To do - In the app review, copy the passage that begins at the words "From the top, the" and stops after "two distinct areas).", changing "feed" to "timeline".

Selected text -
★ ★ ★

For any extreme right-wing individual feeling attacked by the very fact that Twitter banned their lord and savior, this probably reads as sincere, addressing their pain point directly. The issue, of course, is that their pain point is based on lies, deception, and manipulation at the hands of the person who is now providing them with this place in which they can finally express their racism, xenophobia, misogyny, and homophobia freely.
From the top, the messaging legitimizes extreme views. And a very minor point — it’s America’s platform, but it’s for global conversations?
I knew there wouldn’t be many features, but I wasn’t quite expecting this.
The app comprises of people with profiles, and a feed of “Truths” from all those you follow. And that’s it.
I’ve never seen any social media app in which negative social actions are displayed so prominently. From the side menu, you can easily access your block and mute list (yes, as two distinct areas).
Instantly, this puts me in a combative frame of mind as a user. I know that the features I use most often in a lot of apps are displayed in these menus, so I have the immediate expectation that I’ll be doing a lot of blocking and muting. In fact, from a UX perspective, placing these actions here would inevitably encourage users to do these actions.
I still have the messaging from before ringing in my ears: honest, open, and free. So, I now understand that’s not to do with expression as such — I’m free to block and mute people, open when it comes to seeing everyone I’ve blocked whenever I want, and the app is honest about this being a core action it wants to encourage.
Making lists of users I’ve blocked and muted also makes it incredibly easy for me to access them and see their content. I don’t know about you, but on my Twitter, I’ve got two groups of people blocked: those who are offensive, and my exes. I don’t want to see content from either, that’s why I block them, however, I also get that human urge from time to time to go and see if they’re still being offensive, or to look up a tweet that prompted me to block them in the first place as an example of hate online (or, in the case of exes, to see if they’ve tweeted about me even though it’s been 5 years and we’ve both moved on and oh my goodness the level of ego, but you get it).
Fortunately, these lists are often buried, so I can’t be bothered to actually go and look in the first place. Now, when these lists are so easily accessible, whenever I get that urge, there’s barely any friction. And on an app all about political conversation, that means I can access a group of people guaranteed to get me riled up with ease, thereby meaning any interaction I have with them which angers me is in effect prolonged and continued.
Bizarrely, the option to Direct Message is *still* missing. This is a very basic functionality of any social network, and not terribly hard to implement.
Could it be that it actually will come soon? I’m doubtful. I think this is a conscious decision to ensure that all communication and interactions stay out in the open. All arguments have to happen on public threads, where everyone can read them.
What that means is often that anyone expressing a non-extremist right-wing view or any kind of criticism of Trump is quickly the subject of a public pile-on. I think removing the option to DM encourages users to gang up together, it shows them that they are part of a group of people who think the same and have the same common enemy.
So no, I don’t expect this feature will come soon. I think it’s a conscious and strategic decision to deepen the feeling of community among the extremists.
Additionally, wherever you see a list of suggested users to follow, you see the same 50 users. No surprise who sits prominently at the top.
When you first set up your account, you are required to follow at least 2 of the top 50 accounts. All of them are right-wing, even the innocent-sounding accounts like “Dogs of Truth” and “Truth Travel”, which share images of dogs and destinations with extremist captions and swipes at other social networks. So you are quite literally forced to be exposed to extreme right-wing content from the start.

★ ★ ★

Excerpted data -
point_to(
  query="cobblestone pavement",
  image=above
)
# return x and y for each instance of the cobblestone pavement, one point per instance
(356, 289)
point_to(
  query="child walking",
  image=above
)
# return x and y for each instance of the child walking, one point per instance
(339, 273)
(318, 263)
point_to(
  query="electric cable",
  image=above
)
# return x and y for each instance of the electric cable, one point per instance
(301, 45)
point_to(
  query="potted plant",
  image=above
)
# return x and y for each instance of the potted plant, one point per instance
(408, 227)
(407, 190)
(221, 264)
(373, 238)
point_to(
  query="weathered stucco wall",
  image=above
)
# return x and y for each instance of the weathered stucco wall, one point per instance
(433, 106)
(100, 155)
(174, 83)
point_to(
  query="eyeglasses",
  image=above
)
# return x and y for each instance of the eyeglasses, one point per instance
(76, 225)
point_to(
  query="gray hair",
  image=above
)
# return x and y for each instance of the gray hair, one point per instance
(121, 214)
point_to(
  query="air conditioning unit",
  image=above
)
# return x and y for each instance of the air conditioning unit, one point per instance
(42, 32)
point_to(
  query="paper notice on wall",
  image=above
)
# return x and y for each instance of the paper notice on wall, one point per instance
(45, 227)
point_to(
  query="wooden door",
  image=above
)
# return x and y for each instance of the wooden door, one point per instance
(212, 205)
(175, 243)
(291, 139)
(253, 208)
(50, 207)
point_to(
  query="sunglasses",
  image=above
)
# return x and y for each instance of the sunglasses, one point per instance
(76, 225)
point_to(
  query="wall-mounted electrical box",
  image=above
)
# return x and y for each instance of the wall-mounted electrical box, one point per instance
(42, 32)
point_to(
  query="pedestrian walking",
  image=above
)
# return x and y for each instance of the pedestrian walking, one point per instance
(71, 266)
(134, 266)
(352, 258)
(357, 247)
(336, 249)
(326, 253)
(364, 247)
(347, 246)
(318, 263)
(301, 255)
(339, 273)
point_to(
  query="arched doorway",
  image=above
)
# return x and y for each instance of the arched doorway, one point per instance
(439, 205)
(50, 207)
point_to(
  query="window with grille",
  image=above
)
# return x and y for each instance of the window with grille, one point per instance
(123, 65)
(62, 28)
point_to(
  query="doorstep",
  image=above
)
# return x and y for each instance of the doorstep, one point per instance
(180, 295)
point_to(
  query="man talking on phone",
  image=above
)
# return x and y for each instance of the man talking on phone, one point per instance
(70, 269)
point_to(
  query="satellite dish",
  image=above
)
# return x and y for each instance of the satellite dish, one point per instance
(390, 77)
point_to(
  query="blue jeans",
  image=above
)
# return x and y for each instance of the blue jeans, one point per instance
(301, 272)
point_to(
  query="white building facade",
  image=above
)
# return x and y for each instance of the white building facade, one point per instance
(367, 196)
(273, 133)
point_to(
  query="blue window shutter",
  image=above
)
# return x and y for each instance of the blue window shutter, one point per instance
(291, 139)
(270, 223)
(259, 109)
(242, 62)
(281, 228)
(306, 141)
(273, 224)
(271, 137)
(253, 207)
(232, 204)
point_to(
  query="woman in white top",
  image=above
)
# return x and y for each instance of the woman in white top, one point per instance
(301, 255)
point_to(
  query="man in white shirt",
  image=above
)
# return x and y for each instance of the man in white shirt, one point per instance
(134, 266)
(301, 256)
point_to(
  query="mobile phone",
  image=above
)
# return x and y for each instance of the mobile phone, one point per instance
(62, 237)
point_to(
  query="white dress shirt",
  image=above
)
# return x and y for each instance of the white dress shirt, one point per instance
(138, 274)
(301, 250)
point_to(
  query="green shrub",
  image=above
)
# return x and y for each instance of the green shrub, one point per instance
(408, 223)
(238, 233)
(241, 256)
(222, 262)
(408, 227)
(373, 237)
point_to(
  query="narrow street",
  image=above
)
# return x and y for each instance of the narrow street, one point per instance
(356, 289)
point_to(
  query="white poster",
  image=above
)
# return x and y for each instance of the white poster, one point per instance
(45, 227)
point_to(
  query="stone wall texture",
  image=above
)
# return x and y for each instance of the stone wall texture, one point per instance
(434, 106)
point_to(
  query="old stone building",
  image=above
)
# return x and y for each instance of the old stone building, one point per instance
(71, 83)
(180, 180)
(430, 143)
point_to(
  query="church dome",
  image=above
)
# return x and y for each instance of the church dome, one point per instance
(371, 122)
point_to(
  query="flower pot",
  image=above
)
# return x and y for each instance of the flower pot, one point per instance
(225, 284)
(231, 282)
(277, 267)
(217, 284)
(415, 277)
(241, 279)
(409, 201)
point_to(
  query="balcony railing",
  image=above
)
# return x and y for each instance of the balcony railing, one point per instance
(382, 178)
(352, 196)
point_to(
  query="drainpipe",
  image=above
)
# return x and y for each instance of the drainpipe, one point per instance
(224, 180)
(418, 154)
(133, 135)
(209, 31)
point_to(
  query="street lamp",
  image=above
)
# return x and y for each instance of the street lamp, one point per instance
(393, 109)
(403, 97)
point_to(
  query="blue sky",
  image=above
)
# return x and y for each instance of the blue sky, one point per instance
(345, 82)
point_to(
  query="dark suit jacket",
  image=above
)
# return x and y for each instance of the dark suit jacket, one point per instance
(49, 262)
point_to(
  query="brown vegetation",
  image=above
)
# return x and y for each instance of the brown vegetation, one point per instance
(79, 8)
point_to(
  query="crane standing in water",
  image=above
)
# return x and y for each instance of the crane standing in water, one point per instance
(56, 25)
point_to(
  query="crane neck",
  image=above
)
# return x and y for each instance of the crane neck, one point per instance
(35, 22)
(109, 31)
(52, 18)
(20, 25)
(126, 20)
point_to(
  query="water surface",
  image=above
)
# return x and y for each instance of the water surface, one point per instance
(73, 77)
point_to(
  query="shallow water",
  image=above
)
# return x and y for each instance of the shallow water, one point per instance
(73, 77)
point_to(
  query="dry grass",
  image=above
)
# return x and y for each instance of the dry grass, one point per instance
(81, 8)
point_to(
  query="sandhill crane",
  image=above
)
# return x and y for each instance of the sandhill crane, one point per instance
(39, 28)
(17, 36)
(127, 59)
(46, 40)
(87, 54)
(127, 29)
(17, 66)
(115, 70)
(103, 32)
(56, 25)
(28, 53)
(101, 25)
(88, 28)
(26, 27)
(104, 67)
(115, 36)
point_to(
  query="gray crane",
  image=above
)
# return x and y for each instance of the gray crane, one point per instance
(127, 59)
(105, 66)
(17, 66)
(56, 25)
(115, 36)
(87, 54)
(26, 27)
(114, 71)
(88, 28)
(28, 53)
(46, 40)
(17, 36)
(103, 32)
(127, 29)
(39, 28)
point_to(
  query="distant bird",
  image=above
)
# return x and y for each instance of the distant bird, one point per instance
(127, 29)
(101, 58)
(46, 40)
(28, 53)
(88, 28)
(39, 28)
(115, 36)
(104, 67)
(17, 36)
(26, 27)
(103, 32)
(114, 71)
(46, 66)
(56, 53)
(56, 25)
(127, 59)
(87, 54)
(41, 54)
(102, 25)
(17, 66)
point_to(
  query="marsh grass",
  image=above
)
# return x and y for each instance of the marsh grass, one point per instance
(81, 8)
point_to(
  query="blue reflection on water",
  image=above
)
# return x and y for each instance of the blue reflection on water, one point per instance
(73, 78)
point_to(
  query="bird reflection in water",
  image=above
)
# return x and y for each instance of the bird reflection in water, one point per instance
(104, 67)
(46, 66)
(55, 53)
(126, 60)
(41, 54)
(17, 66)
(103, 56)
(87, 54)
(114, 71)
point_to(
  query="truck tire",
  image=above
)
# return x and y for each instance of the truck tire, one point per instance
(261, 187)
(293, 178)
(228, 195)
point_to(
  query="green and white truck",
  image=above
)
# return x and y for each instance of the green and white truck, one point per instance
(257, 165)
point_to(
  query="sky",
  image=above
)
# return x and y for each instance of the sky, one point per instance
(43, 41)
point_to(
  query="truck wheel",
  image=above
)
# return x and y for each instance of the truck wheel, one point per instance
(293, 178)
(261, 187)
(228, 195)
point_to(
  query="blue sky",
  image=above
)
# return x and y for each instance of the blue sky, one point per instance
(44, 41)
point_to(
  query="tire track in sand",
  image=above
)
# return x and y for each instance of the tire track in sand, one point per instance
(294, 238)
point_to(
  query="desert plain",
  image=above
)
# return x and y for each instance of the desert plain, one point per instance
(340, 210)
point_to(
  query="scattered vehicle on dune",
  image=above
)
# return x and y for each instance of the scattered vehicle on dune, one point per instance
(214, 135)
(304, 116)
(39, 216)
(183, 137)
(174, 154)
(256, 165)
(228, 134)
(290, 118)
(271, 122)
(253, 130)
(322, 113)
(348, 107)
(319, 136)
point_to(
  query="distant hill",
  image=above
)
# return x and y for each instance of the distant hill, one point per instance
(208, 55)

★ ★ ★

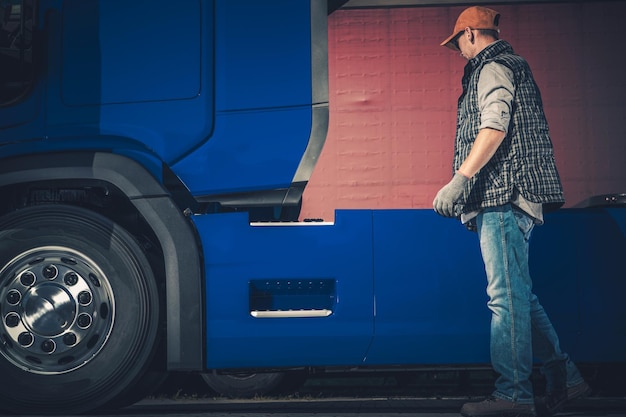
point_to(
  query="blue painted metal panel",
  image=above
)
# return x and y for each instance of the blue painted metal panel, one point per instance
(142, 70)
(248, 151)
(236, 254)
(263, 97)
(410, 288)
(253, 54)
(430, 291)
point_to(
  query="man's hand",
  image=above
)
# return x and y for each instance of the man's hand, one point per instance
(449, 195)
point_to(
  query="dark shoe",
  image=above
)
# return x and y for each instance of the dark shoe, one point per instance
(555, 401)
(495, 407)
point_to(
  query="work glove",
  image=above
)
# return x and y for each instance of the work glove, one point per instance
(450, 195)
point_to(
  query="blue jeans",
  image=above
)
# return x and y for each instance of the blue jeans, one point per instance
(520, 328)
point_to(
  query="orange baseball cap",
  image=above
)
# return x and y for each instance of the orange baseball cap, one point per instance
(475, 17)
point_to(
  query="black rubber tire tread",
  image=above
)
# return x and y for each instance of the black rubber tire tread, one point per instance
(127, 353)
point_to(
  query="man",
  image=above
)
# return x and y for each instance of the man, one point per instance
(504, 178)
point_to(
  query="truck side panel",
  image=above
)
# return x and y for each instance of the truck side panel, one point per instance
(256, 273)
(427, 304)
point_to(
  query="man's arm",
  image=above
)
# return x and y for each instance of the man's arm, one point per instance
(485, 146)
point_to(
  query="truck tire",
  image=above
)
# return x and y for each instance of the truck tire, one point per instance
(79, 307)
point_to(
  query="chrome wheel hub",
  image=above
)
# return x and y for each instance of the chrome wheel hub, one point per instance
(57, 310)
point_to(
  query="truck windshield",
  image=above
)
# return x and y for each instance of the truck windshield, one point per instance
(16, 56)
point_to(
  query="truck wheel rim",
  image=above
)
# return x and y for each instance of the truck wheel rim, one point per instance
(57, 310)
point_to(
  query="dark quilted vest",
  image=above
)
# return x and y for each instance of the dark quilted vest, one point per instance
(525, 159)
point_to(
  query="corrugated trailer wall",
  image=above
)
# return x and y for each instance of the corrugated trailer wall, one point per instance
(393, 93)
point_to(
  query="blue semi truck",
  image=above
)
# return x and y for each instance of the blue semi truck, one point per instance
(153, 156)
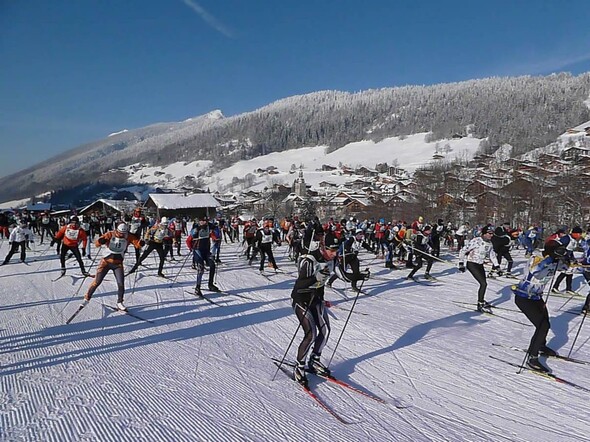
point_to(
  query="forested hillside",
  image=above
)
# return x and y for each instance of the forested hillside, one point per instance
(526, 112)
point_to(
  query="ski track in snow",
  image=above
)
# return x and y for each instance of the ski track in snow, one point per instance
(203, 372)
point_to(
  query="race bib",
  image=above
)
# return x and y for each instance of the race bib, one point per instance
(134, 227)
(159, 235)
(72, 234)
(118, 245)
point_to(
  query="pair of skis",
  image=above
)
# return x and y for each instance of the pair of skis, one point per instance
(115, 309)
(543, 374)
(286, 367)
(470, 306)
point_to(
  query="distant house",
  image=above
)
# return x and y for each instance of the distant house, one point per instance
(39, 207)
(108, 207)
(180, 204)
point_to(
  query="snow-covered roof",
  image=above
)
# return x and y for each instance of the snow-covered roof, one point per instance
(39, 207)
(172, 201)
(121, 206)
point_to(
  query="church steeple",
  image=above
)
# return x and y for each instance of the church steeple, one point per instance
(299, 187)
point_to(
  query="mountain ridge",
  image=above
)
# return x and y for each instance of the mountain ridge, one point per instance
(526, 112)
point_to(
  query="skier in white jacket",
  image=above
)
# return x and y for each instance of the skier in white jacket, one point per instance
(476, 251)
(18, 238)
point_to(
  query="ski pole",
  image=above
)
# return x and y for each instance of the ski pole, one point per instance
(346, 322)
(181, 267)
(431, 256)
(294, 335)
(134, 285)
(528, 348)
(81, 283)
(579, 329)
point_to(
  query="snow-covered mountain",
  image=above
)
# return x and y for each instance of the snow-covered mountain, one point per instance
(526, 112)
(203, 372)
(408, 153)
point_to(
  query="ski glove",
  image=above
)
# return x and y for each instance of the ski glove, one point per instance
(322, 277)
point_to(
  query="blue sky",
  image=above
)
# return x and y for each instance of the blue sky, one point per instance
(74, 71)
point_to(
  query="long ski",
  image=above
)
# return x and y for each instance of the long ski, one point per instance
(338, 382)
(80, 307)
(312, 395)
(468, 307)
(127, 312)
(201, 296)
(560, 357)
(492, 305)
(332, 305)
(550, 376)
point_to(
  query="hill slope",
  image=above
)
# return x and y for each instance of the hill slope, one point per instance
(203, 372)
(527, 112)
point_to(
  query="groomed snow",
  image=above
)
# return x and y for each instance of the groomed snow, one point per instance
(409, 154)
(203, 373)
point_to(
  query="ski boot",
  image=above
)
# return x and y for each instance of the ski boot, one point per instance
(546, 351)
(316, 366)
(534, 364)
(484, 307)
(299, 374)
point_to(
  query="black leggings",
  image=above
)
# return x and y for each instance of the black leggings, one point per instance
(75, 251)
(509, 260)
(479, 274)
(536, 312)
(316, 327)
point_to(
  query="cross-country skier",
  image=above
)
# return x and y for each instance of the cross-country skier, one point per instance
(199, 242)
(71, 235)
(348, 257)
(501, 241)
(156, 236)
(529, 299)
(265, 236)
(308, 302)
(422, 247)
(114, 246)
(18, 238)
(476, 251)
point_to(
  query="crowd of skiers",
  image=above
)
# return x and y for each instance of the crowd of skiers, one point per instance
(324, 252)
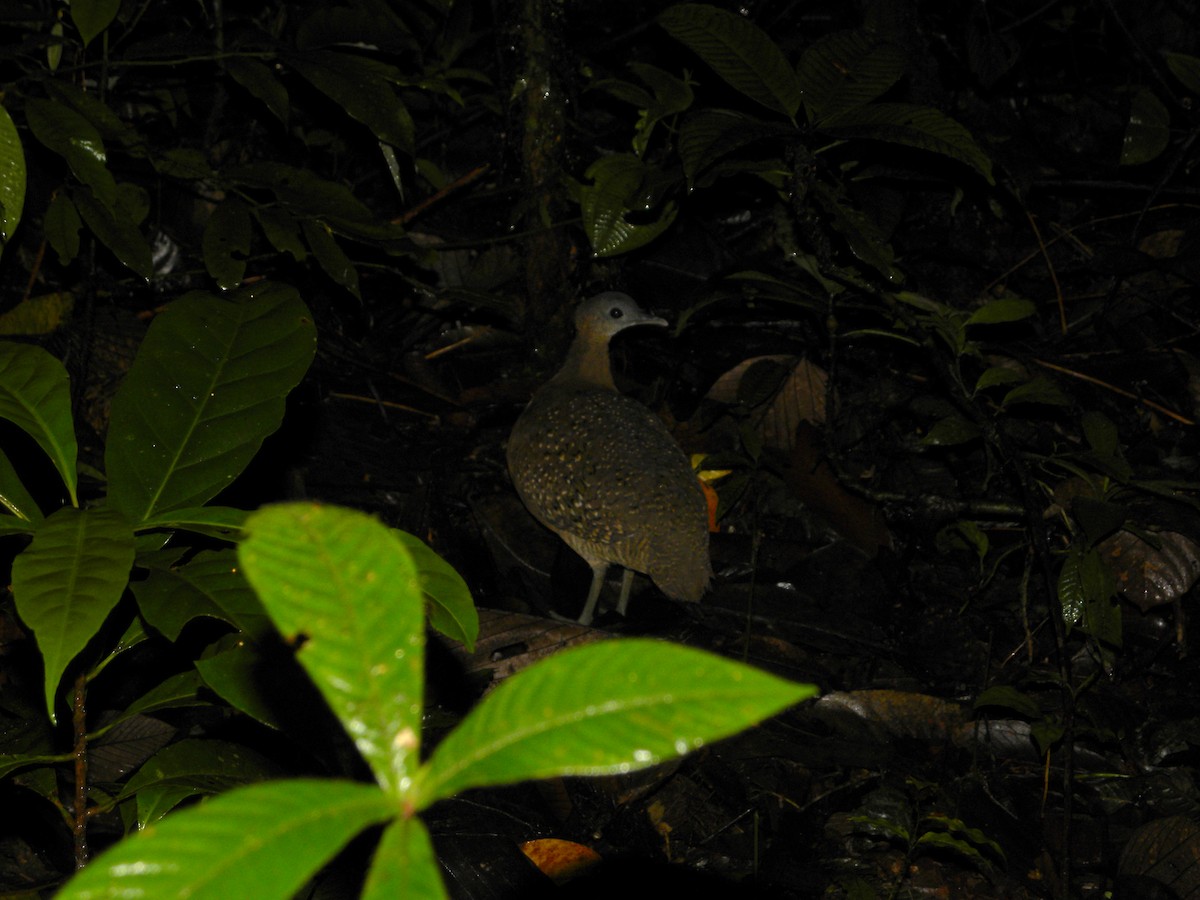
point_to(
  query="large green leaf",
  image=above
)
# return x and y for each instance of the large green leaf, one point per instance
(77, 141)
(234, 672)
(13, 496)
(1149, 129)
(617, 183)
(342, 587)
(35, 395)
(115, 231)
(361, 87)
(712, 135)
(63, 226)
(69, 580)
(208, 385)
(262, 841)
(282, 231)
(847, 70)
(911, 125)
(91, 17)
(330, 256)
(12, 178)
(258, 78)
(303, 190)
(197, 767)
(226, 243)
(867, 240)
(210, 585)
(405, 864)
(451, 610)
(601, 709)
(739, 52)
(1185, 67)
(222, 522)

★ ★ ★

Output of the exercise -
From the top, the messaging legitimizes extreme views. And a very minor point — it’s America’s platform, but it’s for global conversations?
I knew there wouldn’t be many features, but I wasn’t quite expecting this.
The app comprises of people with profiles, and a timeline of “Truths” from all those you follow. And that’s it.
I’ve never seen any social media app in which negative social actions are displayed so prominently. From the side menu, you can easily access your block and mute list (yes, as two distinct areas).